-- Problem statement --
Would you restate all the data that follows, word for word?

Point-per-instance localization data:
================

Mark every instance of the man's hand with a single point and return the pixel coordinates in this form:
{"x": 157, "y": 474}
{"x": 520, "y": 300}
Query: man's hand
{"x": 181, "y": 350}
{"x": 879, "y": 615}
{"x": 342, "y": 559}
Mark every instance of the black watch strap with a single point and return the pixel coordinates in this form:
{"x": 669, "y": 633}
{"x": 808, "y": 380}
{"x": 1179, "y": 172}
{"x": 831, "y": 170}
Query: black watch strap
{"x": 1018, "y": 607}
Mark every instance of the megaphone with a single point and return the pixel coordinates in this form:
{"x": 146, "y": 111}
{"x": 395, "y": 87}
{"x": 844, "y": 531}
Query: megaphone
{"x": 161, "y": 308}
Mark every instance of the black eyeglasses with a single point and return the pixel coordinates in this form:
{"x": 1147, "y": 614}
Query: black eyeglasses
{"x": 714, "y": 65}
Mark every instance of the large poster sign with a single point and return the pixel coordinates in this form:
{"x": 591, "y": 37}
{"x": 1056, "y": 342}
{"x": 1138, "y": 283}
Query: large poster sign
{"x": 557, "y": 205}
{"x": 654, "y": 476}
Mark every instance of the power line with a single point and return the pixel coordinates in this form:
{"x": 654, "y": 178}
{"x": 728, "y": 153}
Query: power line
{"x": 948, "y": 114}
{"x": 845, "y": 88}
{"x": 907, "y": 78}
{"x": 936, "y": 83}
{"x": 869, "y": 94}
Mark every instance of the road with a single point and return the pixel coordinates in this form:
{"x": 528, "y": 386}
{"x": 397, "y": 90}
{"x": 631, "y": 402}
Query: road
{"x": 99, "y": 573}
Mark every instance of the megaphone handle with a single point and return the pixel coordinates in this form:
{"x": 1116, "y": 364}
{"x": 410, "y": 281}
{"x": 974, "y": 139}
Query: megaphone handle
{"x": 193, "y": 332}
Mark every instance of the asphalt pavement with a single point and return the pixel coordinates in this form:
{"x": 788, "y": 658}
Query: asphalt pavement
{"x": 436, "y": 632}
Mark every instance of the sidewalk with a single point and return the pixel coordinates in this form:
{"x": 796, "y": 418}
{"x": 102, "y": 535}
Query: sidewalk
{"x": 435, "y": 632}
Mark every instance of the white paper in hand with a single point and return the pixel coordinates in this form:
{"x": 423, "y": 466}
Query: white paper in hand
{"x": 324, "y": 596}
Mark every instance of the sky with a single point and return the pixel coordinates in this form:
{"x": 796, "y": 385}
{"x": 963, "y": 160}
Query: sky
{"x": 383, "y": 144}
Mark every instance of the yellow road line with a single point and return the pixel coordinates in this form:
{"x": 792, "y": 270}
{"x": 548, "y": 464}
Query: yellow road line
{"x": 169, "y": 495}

================

-- Finished task --
Mark every instance of the man's hand with a single point and return the pixel coordinates in this form:
{"x": 157, "y": 474}
{"x": 520, "y": 300}
Query: man's hand
{"x": 181, "y": 350}
{"x": 879, "y": 615}
{"x": 342, "y": 559}
Mark every instance of the black watch strap with a single point and return the pixel coordinates in this form:
{"x": 669, "y": 633}
{"x": 808, "y": 380}
{"x": 1179, "y": 172}
{"x": 831, "y": 170}
Query: black watch strap
{"x": 1018, "y": 607}
Mark every instance of the megaphone with a single point and return the pixel coordinates in this form:
{"x": 146, "y": 111}
{"x": 395, "y": 87}
{"x": 844, "y": 531}
Query: megaphone
{"x": 161, "y": 308}
Mark every instance of the black eyeglasses with a single point and return the pixel coordinates in this form:
{"x": 1147, "y": 614}
Query: black eyeglasses
{"x": 714, "y": 65}
Mark every instance of the large poster sign with a single point and return the pixel coordinates in this form:
{"x": 591, "y": 37}
{"x": 1056, "y": 342}
{"x": 1138, "y": 283}
Query: large poster sign
{"x": 557, "y": 205}
{"x": 654, "y": 476}
Mark every instance of the power line with a single point and return the pixel coordinates in this form:
{"x": 654, "y": 178}
{"x": 728, "y": 153}
Query: power line
{"x": 948, "y": 114}
{"x": 845, "y": 88}
{"x": 907, "y": 78}
{"x": 936, "y": 83}
{"x": 869, "y": 94}
Mark every instance of the road with a single point and return the pixel coordinates in this form:
{"x": 528, "y": 386}
{"x": 397, "y": 90}
{"x": 631, "y": 402}
Query: road
{"x": 99, "y": 573}
Mark every instance of the megaphone handle with a single point and return the pixel coordinates in this form:
{"x": 1116, "y": 364}
{"x": 410, "y": 281}
{"x": 974, "y": 139}
Query: megaphone handle
{"x": 193, "y": 332}
Mark every instance of the asphalt pavement with a single point and return the pixel coordinates in this form:
{"x": 788, "y": 658}
Query: asphalt pavement
{"x": 436, "y": 632}
Mark every instance of the sidewalk with a single point and return the pixel coordinates in this form:
{"x": 796, "y": 418}
{"x": 102, "y": 535}
Query: sidewalk
{"x": 435, "y": 632}
Mark every instance of the white paper in hand with a single point and return the pixel coordinates in this form:
{"x": 423, "y": 466}
Query: white paper in hand
{"x": 324, "y": 596}
Mark every instance of the sky with a single point and return the pixel coordinates in this form:
{"x": 796, "y": 385}
{"x": 963, "y": 160}
Query: sky
{"x": 383, "y": 144}
Mark every instance of the yellow road line with a single point and return the pixel coordinates in this form:
{"x": 792, "y": 270}
{"x": 548, "y": 464}
Query: yellow road line
{"x": 169, "y": 495}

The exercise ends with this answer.